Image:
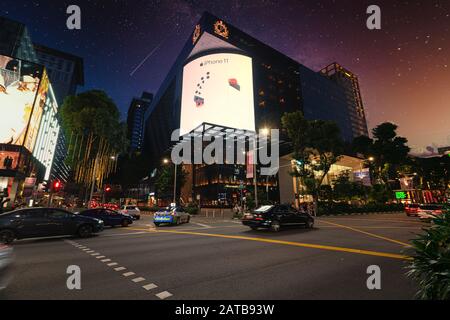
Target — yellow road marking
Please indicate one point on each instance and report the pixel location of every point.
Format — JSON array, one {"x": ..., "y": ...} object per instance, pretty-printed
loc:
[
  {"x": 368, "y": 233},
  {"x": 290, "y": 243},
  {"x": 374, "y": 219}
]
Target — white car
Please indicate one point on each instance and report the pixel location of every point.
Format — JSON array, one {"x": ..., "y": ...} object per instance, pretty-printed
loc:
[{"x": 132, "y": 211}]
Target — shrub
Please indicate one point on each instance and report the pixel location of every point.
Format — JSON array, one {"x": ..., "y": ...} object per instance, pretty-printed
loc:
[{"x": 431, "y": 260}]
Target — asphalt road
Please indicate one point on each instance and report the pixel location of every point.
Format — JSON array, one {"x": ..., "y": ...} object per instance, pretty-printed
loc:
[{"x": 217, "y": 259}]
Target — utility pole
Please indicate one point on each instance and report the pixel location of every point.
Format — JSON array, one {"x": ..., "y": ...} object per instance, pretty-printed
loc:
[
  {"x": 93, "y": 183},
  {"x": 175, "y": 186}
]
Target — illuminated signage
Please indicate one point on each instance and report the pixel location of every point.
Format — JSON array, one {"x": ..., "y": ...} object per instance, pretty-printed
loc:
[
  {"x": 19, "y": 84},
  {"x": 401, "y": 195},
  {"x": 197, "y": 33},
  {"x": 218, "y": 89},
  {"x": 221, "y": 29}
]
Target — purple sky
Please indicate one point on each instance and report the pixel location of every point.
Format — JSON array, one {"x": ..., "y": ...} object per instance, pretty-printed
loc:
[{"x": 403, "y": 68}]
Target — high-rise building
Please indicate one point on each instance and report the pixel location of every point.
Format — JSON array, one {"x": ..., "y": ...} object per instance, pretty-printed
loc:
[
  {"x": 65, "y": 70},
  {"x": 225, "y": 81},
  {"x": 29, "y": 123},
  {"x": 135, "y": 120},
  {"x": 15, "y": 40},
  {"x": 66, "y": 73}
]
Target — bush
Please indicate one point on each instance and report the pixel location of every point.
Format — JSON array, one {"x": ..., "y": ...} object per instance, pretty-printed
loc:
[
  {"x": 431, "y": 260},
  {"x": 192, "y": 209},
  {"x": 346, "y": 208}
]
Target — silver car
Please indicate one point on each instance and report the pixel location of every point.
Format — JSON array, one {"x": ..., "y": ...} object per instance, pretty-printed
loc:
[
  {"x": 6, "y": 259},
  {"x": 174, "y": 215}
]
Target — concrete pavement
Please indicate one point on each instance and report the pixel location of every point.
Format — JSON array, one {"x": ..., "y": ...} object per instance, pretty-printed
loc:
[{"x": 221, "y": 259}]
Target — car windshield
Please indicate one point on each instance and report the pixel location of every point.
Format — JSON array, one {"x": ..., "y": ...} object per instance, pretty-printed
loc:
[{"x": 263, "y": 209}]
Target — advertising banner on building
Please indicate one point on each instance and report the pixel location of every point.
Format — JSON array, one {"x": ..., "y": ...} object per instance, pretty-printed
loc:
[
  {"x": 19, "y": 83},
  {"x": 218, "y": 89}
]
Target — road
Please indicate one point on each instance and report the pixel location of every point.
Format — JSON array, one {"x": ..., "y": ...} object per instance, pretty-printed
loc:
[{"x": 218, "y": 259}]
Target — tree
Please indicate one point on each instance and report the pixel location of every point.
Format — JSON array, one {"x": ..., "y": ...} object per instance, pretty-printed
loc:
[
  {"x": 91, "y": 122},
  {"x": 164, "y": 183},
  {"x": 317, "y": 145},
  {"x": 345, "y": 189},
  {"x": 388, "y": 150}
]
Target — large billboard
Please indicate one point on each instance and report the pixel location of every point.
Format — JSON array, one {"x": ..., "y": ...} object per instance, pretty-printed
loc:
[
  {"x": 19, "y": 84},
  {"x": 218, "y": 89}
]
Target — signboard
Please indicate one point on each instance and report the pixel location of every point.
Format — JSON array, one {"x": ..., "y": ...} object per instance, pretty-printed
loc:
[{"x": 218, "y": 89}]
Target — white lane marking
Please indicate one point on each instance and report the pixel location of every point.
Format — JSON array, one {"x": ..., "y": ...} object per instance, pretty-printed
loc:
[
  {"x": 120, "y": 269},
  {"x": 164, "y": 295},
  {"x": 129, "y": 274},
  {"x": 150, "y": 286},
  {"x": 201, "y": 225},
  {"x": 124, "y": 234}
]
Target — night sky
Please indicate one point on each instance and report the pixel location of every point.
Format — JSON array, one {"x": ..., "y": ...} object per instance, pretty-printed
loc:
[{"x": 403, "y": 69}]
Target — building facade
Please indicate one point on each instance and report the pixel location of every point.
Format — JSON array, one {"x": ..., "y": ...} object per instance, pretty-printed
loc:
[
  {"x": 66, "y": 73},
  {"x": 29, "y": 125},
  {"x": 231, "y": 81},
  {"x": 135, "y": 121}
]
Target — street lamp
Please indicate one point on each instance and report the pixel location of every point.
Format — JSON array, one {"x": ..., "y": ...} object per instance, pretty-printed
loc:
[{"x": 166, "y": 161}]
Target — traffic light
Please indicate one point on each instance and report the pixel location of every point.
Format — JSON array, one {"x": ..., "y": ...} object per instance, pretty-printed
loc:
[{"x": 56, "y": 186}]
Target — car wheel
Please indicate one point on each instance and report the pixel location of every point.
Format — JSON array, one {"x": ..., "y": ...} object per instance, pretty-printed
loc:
* * *
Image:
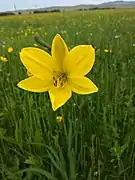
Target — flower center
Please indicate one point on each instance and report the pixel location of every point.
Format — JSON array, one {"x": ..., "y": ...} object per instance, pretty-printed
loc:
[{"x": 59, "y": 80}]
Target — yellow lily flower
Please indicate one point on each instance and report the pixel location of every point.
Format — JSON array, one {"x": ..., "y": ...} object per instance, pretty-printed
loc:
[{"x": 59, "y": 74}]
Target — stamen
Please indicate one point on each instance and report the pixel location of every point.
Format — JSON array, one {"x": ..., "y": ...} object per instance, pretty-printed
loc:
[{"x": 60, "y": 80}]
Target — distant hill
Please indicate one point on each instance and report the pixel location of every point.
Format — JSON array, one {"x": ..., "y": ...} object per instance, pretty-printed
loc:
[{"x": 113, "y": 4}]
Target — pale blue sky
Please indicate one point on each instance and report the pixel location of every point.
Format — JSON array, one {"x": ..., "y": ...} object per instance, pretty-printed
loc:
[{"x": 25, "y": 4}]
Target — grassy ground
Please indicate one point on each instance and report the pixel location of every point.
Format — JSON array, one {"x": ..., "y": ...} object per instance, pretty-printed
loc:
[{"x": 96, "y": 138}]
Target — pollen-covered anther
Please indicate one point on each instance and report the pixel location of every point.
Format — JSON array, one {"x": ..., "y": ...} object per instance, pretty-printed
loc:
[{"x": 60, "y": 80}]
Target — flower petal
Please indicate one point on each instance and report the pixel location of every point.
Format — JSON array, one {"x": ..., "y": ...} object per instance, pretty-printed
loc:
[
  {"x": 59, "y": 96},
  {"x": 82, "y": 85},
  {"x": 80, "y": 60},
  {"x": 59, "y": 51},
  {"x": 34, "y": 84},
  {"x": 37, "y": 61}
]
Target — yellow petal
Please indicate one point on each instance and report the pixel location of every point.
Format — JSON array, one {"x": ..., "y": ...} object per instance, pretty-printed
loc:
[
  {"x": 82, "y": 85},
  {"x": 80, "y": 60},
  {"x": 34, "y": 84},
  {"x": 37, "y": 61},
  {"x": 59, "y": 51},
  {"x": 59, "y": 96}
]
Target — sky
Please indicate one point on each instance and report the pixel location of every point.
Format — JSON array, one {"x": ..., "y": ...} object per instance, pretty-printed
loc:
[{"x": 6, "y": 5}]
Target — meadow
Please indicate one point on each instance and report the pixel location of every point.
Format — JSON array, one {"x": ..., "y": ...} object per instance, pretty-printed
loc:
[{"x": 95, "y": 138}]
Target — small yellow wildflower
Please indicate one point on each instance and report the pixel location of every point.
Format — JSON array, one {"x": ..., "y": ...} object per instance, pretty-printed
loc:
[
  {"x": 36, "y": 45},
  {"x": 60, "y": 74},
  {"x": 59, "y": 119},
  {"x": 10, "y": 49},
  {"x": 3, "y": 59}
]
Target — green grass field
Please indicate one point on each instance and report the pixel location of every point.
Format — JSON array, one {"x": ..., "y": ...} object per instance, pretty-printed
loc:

**EXERCISE AIM:** Count the lines in the items above that contain the string "building", and give only that number.

**CORRECT ANSWER:** 3